§ **The request**:
According to the text on IEPs for children with ADHD, what point in the school year has been reached?

Is the IEP Creating Success for My ADHD Child’s Education?

Is the IEP Creating Success for My ADHD Child?We are now half way through the year, and the question that you’re asking yourself is: is the IEP creating success for my ADHD child’s education?  This can typically be an interesting time of the school year.  Many situations exist among all of you parents with kids with ADHD!

  • After an entire semester, your child finally has been granted the IEP.
  • As this second semester of school begins, you parents whose children have had an IEP begin to question some of its efficacy.

§ **Recorded information**:
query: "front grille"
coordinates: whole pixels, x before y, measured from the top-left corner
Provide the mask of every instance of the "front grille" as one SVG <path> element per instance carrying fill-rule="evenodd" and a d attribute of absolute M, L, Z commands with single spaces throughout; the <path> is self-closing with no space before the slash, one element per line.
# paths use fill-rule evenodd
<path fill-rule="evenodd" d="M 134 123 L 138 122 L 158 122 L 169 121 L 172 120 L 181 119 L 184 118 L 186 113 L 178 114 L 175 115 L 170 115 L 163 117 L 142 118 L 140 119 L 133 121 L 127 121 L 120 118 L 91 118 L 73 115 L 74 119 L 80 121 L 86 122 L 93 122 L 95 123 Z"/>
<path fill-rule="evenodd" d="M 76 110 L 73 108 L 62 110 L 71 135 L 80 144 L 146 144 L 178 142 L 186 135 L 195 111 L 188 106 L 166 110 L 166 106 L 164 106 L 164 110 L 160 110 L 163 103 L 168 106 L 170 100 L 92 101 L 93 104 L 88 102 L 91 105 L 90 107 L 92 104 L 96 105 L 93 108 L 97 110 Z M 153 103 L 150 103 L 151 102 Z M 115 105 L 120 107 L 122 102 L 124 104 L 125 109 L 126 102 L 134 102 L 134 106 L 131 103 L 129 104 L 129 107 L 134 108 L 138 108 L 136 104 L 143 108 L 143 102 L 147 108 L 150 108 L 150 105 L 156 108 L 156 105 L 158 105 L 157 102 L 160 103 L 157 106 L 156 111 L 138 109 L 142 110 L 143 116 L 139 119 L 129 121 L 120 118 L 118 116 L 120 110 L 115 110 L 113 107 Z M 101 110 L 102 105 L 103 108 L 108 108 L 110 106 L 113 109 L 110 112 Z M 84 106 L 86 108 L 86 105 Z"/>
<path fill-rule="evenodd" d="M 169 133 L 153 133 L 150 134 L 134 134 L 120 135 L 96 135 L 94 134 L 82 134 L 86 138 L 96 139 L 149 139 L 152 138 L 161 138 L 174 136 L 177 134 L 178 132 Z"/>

§ **Solution to this exercise**:
Halfway through the year.